• Exercise instructions:
Within the data that follows, set down exactly the lines from the one containing "195L205 197L180 235L183" through the one containing "238L78 234L69 252L68", both ends included.
= = = = = = =
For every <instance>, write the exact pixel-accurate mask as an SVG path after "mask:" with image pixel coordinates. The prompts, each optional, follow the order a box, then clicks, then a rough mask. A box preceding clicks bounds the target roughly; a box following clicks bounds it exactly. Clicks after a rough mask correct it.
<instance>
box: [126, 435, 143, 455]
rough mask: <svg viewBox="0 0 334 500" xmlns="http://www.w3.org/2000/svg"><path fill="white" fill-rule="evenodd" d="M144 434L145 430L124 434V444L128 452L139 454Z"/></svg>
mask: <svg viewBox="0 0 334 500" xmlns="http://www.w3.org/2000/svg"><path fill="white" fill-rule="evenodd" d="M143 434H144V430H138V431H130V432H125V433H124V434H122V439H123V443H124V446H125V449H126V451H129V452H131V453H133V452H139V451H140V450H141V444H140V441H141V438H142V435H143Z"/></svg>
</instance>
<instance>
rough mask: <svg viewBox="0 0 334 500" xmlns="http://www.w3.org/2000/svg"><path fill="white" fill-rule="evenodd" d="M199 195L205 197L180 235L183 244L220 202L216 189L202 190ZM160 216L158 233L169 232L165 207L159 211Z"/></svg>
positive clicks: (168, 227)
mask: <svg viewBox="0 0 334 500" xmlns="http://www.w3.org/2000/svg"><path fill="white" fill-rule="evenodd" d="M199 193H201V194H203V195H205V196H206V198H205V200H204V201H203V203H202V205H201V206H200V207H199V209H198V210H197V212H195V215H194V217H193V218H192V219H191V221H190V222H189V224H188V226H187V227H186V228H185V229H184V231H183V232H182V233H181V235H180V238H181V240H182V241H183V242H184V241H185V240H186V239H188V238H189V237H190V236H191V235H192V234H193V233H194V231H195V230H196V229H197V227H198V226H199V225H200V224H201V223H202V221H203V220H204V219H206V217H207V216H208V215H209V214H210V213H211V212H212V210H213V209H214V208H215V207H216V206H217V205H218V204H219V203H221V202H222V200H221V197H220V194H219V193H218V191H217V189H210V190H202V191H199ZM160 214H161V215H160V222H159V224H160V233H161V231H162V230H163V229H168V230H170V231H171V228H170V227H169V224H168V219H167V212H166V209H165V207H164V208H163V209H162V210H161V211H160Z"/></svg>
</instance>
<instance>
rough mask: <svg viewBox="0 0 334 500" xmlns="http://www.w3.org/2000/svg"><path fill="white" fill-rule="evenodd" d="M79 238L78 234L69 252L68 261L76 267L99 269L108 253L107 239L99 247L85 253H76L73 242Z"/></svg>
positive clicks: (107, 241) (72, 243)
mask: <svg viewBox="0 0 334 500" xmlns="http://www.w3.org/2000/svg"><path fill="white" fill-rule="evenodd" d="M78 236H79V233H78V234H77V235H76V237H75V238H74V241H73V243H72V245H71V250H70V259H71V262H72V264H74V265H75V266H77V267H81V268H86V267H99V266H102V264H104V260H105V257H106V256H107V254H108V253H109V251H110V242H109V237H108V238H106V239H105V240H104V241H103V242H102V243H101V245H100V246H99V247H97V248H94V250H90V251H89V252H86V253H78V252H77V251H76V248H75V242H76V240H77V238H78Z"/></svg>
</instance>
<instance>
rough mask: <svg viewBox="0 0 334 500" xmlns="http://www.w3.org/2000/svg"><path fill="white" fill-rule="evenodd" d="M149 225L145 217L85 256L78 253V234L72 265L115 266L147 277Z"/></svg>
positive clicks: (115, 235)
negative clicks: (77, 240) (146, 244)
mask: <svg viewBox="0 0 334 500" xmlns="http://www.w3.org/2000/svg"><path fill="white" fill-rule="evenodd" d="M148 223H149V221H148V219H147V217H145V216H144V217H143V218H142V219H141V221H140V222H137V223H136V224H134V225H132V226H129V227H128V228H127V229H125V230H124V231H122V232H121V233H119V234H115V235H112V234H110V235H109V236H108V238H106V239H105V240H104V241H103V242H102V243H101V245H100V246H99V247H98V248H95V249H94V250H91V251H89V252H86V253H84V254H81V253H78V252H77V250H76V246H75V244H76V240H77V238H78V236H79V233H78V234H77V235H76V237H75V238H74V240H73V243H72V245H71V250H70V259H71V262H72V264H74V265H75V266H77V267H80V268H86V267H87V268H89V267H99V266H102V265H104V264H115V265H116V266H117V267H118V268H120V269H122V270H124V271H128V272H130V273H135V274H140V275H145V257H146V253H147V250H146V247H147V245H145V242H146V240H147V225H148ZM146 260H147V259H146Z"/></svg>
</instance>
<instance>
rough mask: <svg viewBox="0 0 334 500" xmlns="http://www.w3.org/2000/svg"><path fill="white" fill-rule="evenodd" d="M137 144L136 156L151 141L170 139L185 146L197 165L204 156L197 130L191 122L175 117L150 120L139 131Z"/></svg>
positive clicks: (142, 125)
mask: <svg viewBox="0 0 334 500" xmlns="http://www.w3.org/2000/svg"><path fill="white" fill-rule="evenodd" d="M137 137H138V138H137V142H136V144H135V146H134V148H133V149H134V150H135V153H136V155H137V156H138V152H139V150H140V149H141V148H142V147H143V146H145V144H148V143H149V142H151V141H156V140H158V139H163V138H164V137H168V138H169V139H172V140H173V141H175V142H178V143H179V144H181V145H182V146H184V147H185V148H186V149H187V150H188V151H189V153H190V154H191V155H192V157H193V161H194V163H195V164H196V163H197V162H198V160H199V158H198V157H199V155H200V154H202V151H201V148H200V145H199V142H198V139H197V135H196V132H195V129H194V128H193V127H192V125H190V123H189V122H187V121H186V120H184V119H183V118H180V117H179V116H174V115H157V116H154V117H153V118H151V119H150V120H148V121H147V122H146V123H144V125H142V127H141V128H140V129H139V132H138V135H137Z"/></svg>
= = = = = = =
• Result of the task:
rough mask: <svg viewBox="0 0 334 500" xmlns="http://www.w3.org/2000/svg"><path fill="white" fill-rule="evenodd" d="M199 195L205 197L180 235L183 244L220 202L216 189L202 190ZM160 216L158 233L169 232L165 207L159 211Z"/></svg>
positive clicks: (168, 227)
mask: <svg viewBox="0 0 334 500" xmlns="http://www.w3.org/2000/svg"><path fill="white" fill-rule="evenodd" d="M199 193H201V194H203V195H205V196H206V198H205V200H204V201H203V203H202V205H201V206H200V207H199V209H198V210H197V212H195V215H194V217H193V218H192V219H191V221H190V222H189V224H188V226H187V227H186V228H185V229H184V231H183V232H182V233H181V235H180V238H181V240H182V241H183V242H184V241H185V240H186V239H188V238H189V237H190V236H191V235H192V234H193V233H194V231H195V230H196V229H197V227H198V226H199V225H200V224H201V223H202V221H203V220H204V219H206V217H207V216H208V215H209V214H210V213H211V212H212V210H213V209H214V208H215V207H216V206H217V205H218V204H219V203H221V202H222V200H221V197H220V194H219V193H218V191H217V189H210V190H202V191H199ZM160 214H161V215H160V222H159V224H160V233H161V231H162V230H163V229H168V230H170V231H171V228H170V227H169V224H168V219H167V212H166V209H165V207H164V208H163V209H162V210H161V211H160Z"/></svg>
</instance>
<instance>
rough mask: <svg viewBox="0 0 334 500" xmlns="http://www.w3.org/2000/svg"><path fill="white" fill-rule="evenodd" d="M79 238L78 234L69 252L68 261L76 267L99 269L108 253L107 239L99 247L85 253H76L73 242Z"/></svg>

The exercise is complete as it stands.